What you have to do: Leave out every picture, then transcribe the rest of the listing exactly.

(Saved entries)
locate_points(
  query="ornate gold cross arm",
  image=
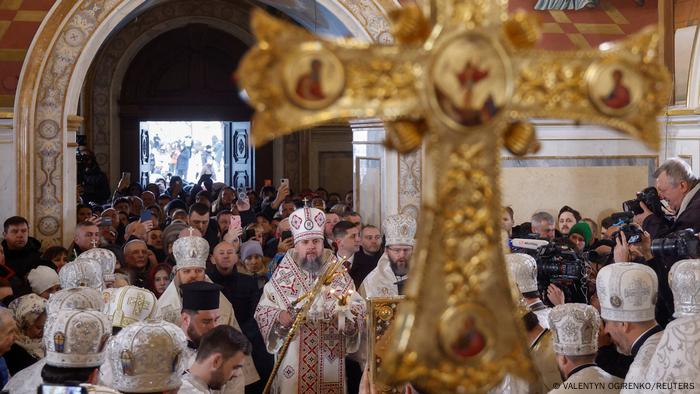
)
(296, 81)
(468, 84)
(623, 86)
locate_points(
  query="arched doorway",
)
(49, 92)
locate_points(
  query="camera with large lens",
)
(559, 264)
(650, 198)
(682, 244)
(633, 234)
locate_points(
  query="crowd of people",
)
(143, 251)
(613, 306)
(217, 279)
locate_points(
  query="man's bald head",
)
(189, 231)
(8, 329)
(136, 254)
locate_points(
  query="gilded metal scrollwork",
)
(464, 82)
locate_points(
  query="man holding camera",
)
(677, 185)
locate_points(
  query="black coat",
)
(244, 292)
(690, 218)
(362, 265)
(660, 228)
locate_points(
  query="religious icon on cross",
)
(464, 78)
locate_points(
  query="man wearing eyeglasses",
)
(389, 277)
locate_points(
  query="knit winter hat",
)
(582, 229)
(250, 248)
(42, 278)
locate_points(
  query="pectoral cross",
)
(464, 80)
(139, 302)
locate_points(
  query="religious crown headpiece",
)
(85, 272)
(627, 292)
(76, 338)
(190, 252)
(574, 329)
(523, 270)
(130, 304)
(105, 257)
(148, 357)
(84, 298)
(307, 223)
(684, 279)
(400, 230)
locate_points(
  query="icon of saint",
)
(463, 111)
(309, 85)
(619, 96)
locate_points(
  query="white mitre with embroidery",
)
(84, 272)
(574, 329)
(523, 270)
(307, 223)
(627, 292)
(130, 304)
(76, 338)
(85, 298)
(148, 357)
(400, 230)
(676, 357)
(684, 279)
(106, 259)
(190, 252)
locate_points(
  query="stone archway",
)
(49, 91)
(114, 58)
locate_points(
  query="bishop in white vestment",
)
(191, 255)
(315, 360)
(627, 294)
(575, 329)
(392, 269)
(676, 360)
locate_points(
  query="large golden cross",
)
(465, 82)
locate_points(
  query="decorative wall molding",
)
(113, 60)
(49, 88)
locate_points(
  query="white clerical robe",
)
(315, 360)
(677, 357)
(169, 308)
(590, 380)
(542, 312)
(381, 282)
(193, 385)
(29, 379)
(640, 366)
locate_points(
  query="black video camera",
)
(561, 265)
(650, 198)
(682, 244)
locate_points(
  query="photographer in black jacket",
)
(678, 186)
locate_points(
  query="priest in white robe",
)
(314, 362)
(191, 255)
(575, 330)
(392, 269)
(676, 361)
(627, 294)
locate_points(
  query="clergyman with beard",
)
(331, 330)
(389, 277)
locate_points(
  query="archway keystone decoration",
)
(48, 93)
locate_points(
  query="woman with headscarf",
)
(30, 313)
(159, 278)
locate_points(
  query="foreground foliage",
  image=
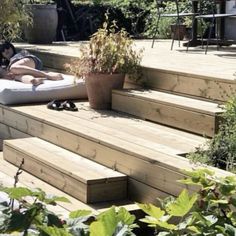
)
(28, 214)
(210, 211)
(220, 151)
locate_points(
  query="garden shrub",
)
(220, 151)
(210, 211)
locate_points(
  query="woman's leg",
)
(29, 79)
(26, 66)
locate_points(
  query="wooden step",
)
(194, 115)
(8, 171)
(84, 179)
(150, 154)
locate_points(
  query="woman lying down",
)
(23, 66)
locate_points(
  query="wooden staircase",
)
(85, 180)
(190, 114)
(143, 140)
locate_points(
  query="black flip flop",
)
(55, 105)
(69, 106)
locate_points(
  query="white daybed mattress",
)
(13, 92)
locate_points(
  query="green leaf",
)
(52, 199)
(98, 229)
(182, 205)
(230, 230)
(108, 220)
(79, 213)
(54, 231)
(152, 210)
(18, 192)
(125, 217)
(155, 222)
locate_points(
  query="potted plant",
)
(104, 62)
(44, 16)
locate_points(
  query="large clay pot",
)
(99, 88)
(44, 27)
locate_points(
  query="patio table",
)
(195, 8)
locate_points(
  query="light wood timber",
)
(7, 132)
(132, 130)
(33, 182)
(201, 117)
(187, 84)
(208, 76)
(157, 169)
(83, 179)
(145, 165)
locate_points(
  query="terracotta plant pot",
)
(99, 88)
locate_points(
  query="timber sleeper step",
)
(83, 179)
(190, 114)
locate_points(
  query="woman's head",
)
(7, 50)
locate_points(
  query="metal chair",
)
(214, 18)
(160, 5)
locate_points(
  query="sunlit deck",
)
(150, 154)
(219, 64)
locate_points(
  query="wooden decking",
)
(149, 154)
(216, 64)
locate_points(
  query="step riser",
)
(167, 114)
(92, 193)
(158, 175)
(172, 81)
(189, 84)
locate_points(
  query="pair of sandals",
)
(65, 105)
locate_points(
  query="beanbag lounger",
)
(14, 92)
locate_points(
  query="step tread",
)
(67, 162)
(112, 128)
(7, 173)
(193, 104)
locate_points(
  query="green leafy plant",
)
(108, 52)
(25, 211)
(220, 151)
(210, 211)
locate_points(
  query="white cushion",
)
(13, 92)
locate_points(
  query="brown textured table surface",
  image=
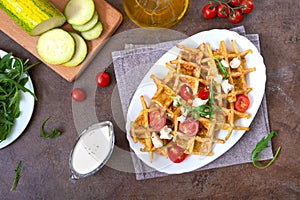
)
(45, 170)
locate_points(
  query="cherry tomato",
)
(186, 92)
(242, 103)
(203, 93)
(78, 94)
(176, 153)
(156, 121)
(189, 127)
(209, 11)
(222, 10)
(247, 6)
(234, 2)
(102, 79)
(235, 16)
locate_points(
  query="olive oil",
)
(155, 13)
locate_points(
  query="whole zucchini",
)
(34, 16)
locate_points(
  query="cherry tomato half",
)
(203, 93)
(186, 92)
(234, 2)
(242, 103)
(78, 94)
(102, 79)
(156, 121)
(189, 127)
(235, 16)
(176, 153)
(247, 6)
(209, 11)
(222, 10)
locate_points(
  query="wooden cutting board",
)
(109, 16)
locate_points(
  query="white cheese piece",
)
(181, 118)
(225, 63)
(199, 102)
(176, 102)
(235, 63)
(165, 133)
(184, 112)
(226, 87)
(218, 78)
(156, 141)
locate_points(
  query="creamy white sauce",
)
(91, 150)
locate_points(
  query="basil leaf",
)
(54, 132)
(262, 144)
(17, 176)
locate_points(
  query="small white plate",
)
(255, 80)
(26, 109)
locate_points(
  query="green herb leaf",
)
(13, 77)
(221, 68)
(54, 134)
(17, 176)
(262, 144)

Full solution:
locate_points(
  query="ornate gold cross arm",
  image=
)
(296, 81)
(468, 84)
(623, 86)
locate_points(
  query="arched doorway",
)
(49, 92)
locate_points(
  query="camera with large lens",
)
(559, 264)
(650, 198)
(682, 244)
(633, 234)
locate_points(
  query="crowd of people",
)
(143, 251)
(613, 306)
(217, 279)
locate_points(
  query="man's bald head",
)
(189, 231)
(8, 329)
(136, 254)
locate_points(
  query="gilded metal scrollwork",
)
(464, 82)
locate_points(
  query="man holding camera",
)
(677, 185)
locate_points(
  query="black coat",
)
(244, 292)
(690, 218)
(362, 265)
(660, 228)
locate_points(
  query="religious icon on cross",
)
(464, 78)
locate_points(
  query="man wearing eyeglasses",
)
(389, 277)
locate_points(
  query="knit winter hat",
)
(582, 229)
(250, 248)
(42, 278)
locate_points(
  query="pectoral cross",
)
(464, 80)
(139, 302)
locate_points(
  query="religious crown headpiece",
)
(85, 272)
(627, 292)
(76, 338)
(190, 252)
(574, 329)
(523, 270)
(130, 304)
(105, 257)
(148, 357)
(84, 298)
(307, 223)
(684, 279)
(400, 230)
locate_points(
  query="icon of saint",
)
(463, 111)
(309, 85)
(619, 96)
locate_points(
  query="white mitre with embroidery",
)
(84, 272)
(574, 329)
(523, 270)
(307, 223)
(627, 292)
(130, 304)
(76, 338)
(85, 298)
(148, 357)
(400, 230)
(676, 357)
(684, 279)
(106, 259)
(190, 252)
locate_points(
  query="stone archway",
)
(49, 91)
(114, 58)
locate_points(
  query="bishop in white vestment",
)
(191, 255)
(315, 360)
(627, 294)
(575, 329)
(392, 269)
(676, 360)
locate_points(
  query="large golden cross",
)
(465, 82)
locate_points(
  query="decorative wall molding",
)
(113, 60)
(49, 88)
locate_points(
  query="white clerical robe",
)
(315, 360)
(677, 357)
(169, 308)
(590, 380)
(542, 312)
(381, 282)
(193, 385)
(29, 379)
(640, 366)
locate_points(
  query="black video camera",
)
(561, 265)
(650, 198)
(682, 244)
locate_points(
  query="photographer in black jacket",
)
(678, 186)
locate_points(
  query="priest in white robe",
)
(314, 362)
(191, 255)
(575, 330)
(392, 269)
(676, 361)
(627, 294)
locate_points(
  query="clergyman with beard",
)
(331, 330)
(389, 277)
locate_points(
  query="archway keystone decoration",
)
(48, 93)
locate_points(
  query="woman with headscarf",
)
(30, 313)
(159, 278)
locate_points(
  query="foreground foliage",
  image=
)
(28, 214)
(210, 211)
(220, 151)
locate_points(
  query="garden shrub",
)
(220, 151)
(210, 211)
locate_points(
  query="woman's leg",
)
(29, 79)
(26, 66)
locate_points(
  query="wooden step",
)
(194, 115)
(8, 171)
(84, 179)
(150, 154)
locate_points(
  query="woman lying down",
)
(23, 66)
locate_points(
  query="wooden staircase",
)
(85, 180)
(190, 114)
(143, 140)
locate_points(
  query="black flip flop",
)
(55, 105)
(69, 106)
locate_points(
  query="white daybed mattress",
)
(13, 92)
locate_points(
  query="green leaf",
)
(52, 199)
(98, 229)
(182, 205)
(230, 230)
(108, 220)
(79, 213)
(54, 231)
(152, 210)
(18, 192)
(125, 217)
(155, 222)
locate_points(
  query="potted plant",
)
(104, 62)
(44, 16)
locate_points(
  query="large clay pot",
)
(99, 88)
(44, 27)
locate_points(
  query="patio table",
)
(195, 8)
locate_points(
  query="light wood timber",
)
(7, 132)
(132, 130)
(33, 182)
(201, 117)
(187, 84)
(208, 76)
(157, 169)
(83, 179)
(145, 165)
locate_points(
  query="terracotta plant pot",
)
(99, 88)
locate_points(
  query="timber sleeper step",
)
(83, 179)
(190, 114)
locate_points(
  query="woman's head",
)
(7, 50)
locate_points(
  query="metal chair",
)
(214, 18)
(160, 5)
locate_points(
  query="sunlit deck",
)
(150, 154)
(219, 64)
locate_points(
  query="wooden decking",
)
(149, 154)
(216, 64)
locate_points(
  query="step riser",
)
(167, 114)
(92, 193)
(158, 175)
(172, 81)
(189, 84)
locate_points(
  query="pair of sandals",
)
(65, 105)
locate_points(
  query="beanbag lounger",
)
(14, 92)
locate_points(
  query="step tread",
)
(67, 162)
(112, 128)
(7, 173)
(193, 104)
locate_points(
  query="green leafy plant",
)
(108, 52)
(25, 211)
(220, 151)
(210, 211)
locate_points(
  query="white cushion",
)
(13, 92)
locate_points(
  query="brown textured table surface",
  image=
)
(45, 170)
locate_points(
  query="cherry tomato",
)
(186, 92)
(242, 103)
(203, 93)
(78, 94)
(176, 153)
(156, 121)
(189, 127)
(209, 11)
(222, 10)
(247, 6)
(234, 2)
(102, 79)
(235, 16)
locate_points(
  query="olive oil",
)
(155, 13)
locate_points(
  query="whole zucchini",
)
(34, 16)
locate_points(
  query="cherry tomato half",
)
(203, 93)
(186, 92)
(234, 2)
(242, 103)
(78, 94)
(102, 79)
(156, 121)
(189, 127)
(235, 16)
(176, 153)
(247, 6)
(209, 11)
(222, 10)
locate_points(
  query="wooden cutting board",
)
(109, 16)
locate_points(
  query="white cheese piece",
)
(181, 118)
(225, 63)
(199, 102)
(176, 102)
(235, 63)
(165, 133)
(184, 112)
(226, 87)
(218, 78)
(156, 141)
locate_points(
  query="creamy white sauce",
)
(91, 150)
locate_points(
  query="basil leaf",
)
(54, 132)
(262, 144)
(17, 176)
locate_points(
  query="small white plate",
)
(255, 80)
(26, 109)
locate_points(
  query="green herb leaf",
)
(13, 77)
(221, 68)
(54, 134)
(17, 176)
(262, 144)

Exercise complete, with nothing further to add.